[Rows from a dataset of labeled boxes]
-- START --
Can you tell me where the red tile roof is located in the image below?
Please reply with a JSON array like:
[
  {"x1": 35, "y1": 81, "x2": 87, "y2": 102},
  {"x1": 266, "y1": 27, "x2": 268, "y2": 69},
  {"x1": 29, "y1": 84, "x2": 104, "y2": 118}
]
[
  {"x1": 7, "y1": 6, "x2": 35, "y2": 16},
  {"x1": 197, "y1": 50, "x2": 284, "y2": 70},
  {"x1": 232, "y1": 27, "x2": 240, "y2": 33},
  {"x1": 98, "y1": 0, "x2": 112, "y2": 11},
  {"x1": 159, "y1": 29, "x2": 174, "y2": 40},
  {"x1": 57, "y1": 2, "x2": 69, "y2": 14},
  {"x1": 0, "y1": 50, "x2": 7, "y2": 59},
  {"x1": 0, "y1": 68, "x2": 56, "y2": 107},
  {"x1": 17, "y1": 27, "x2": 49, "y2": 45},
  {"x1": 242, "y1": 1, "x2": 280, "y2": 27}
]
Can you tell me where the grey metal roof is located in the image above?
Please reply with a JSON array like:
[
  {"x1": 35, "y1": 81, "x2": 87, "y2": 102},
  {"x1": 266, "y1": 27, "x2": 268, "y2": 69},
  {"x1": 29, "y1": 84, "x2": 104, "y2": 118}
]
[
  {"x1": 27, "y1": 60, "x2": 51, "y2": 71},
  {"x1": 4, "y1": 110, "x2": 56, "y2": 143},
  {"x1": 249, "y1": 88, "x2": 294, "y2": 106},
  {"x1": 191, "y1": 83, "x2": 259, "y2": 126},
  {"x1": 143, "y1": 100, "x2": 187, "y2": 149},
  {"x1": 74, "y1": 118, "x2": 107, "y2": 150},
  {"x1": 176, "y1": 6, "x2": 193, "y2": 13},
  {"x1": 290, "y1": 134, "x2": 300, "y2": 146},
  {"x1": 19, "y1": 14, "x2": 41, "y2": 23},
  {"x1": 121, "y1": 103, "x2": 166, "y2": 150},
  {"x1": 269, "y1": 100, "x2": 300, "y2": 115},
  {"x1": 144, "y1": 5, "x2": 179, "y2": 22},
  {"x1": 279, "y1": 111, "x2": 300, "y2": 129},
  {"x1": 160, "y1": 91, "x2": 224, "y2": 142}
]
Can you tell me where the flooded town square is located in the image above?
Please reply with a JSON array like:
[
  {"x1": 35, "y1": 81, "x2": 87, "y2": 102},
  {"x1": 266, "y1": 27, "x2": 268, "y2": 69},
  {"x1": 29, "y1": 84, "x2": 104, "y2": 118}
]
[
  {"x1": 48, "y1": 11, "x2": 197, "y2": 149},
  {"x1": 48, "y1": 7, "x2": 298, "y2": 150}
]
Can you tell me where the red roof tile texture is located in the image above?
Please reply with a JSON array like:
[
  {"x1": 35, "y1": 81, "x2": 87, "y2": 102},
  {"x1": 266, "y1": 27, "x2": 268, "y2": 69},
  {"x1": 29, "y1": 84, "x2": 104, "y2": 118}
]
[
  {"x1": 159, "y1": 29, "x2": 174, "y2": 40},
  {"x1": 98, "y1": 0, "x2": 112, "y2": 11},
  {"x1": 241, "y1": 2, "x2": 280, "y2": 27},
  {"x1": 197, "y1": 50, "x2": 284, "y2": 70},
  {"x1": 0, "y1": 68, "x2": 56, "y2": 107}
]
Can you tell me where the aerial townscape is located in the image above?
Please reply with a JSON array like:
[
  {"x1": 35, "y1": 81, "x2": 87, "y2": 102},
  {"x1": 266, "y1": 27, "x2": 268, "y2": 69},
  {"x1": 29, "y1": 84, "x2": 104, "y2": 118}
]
-- END --
GIVEN EXERCISE:
Reproduce all of the records above verbatim, line for line.

EXERCISE ANSWER:
Can you tell me where the red tile roof is located in the image below?
Please reply with a JSON array like:
[
  {"x1": 35, "y1": 81, "x2": 87, "y2": 102},
  {"x1": 266, "y1": 27, "x2": 268, "y2": 69},
  {"x1": 29, "y1": 84, "x2": 104, "y2": 118}
]
[
  {"x1": 7, "y1": 6, "x2": 35, "y2": 16},
  {"x1": 197, "y1": 50, "x2": 284, "y2": 70},
  {"x1": 232, "y1": 27, "x2": 240, "y2": 33},
  {"x1": 98, "y1": 0, "x2": 112, "y2": 11},
  {"x1": 159, "y1": 29, "x2": 174, "y2": 40},
  {"x1": 57, "y1": 2, "x2": 69, "y2": 14},
  {"x1": 0, "y1": 50, "x2": 7, "y2": 59},
  {"x1": 0, "y1": 68, "x2": 56, "y2": 107},
  {"x1": 17, "y1": 27, "x2": 49, "y2": 45},
  {"x1": 242, "y1": 1, "x2": 280, "y2": 27}
]
Can you tell me where the grey metal roof is located in the image above?
Please reply with a JSON array like:
[
  {"x1": 35, "y1": 81, "x2": 87, "y2": 102},
  {"x1": 266, "y1": 27, "x2": 268, "y2": 69},
  {"x1": 29, "y1": 84, "x2": 104, "y2": 118}
]
[
  {"x1": 27, "y1": 60, "x2": 51, "y2": 71},
  {"x1": 4, "y1": 110, "x2": 56, "y2": 143},
  {"x1": 249, "y1": 88, "x2": 294, "y2": 106},
  {"x1": 191, "y1": 83, "x2": 259, "y2": 126},
  {"x1": 143, "y1": 100, "x2": 187, "y2": 149},
  {"x1": 74, "y1": 118, "x2": 107, "y2": 150},
  {"x1": 176, "y1": 6, "x2": 193, "y2": 13},
  {"x1": 290, "y1": 134, "x2": 300, "y2": 146},
  {"x1": 19, "y1": 14, "x2": 41, "y2": 23},
  {"x1": 121, "y1": 103, "x2": 166, "y2": 150},
  {"x1": 269, "y1": 100, "x2": 300, "y2": 115},
  {"x1": 144, "y1": 5, "x2": 179, "y2": 22},
  {"x1": 279, "y1": 111, "x2": 300, "y2": 129},
  {"x1": 160, "y1": 91, "x2": 224, "y2": 142}
]
Can you tell me where the flooded town square is located in the image above?
Please reply with a JSON array like:
[
  {"x1": 35, "y1": 81, "x2": 87, "y2": 102},
  {"x1": 266, "y1": 27, "x2": 268, "y2": 69},
  {"x1": 29, "y1": 84, "x2": 104, "y2": 118}
]
[
  {"x1": 48, "y1": 11, "x2": 197, "y2": 149},
  {"x1": 48, "y1": 7, "x2": 298, "y2": 150}
]
Can you tell me where the red roof tile texture is located in the image above?
Please reply with a JSON array like:
[
  {"x1": 35, "y1": 81, "x2": 87, "y2": 102},
  {"x1": 266, "y1": 27, "x2": 268, "y2": 69},
  {"x1": 29, "y1": 84, "x2": 104, "y2": 118}
]
[
  {"x1": 159, "y1": 29, "x2": 174, "y2": 40},
  {"x1": 98, "y1": 0, "x2": 112, "y2": 11},
  {"x1": 241, "y1": 2, "x2": 280, "y2": 27},
  {"x1": 197, "y1": 50, "x2": 284, "y2": 70},
  {"x1": 0, "y1": 68, "x2": 56, "y2": 107}
]
Can you tell me where the aerial townscape is located in the image above?
Please reply with a JSON array like:
[
  {"x1": 35, "y1": 81, "x2": 87, "y2": 102},
  {"x1": 266, "y1": 27, "x2": 268, "y2": 69},
  {"x1": 29, "y1": 84, "x2": 104, "y2": 118}
]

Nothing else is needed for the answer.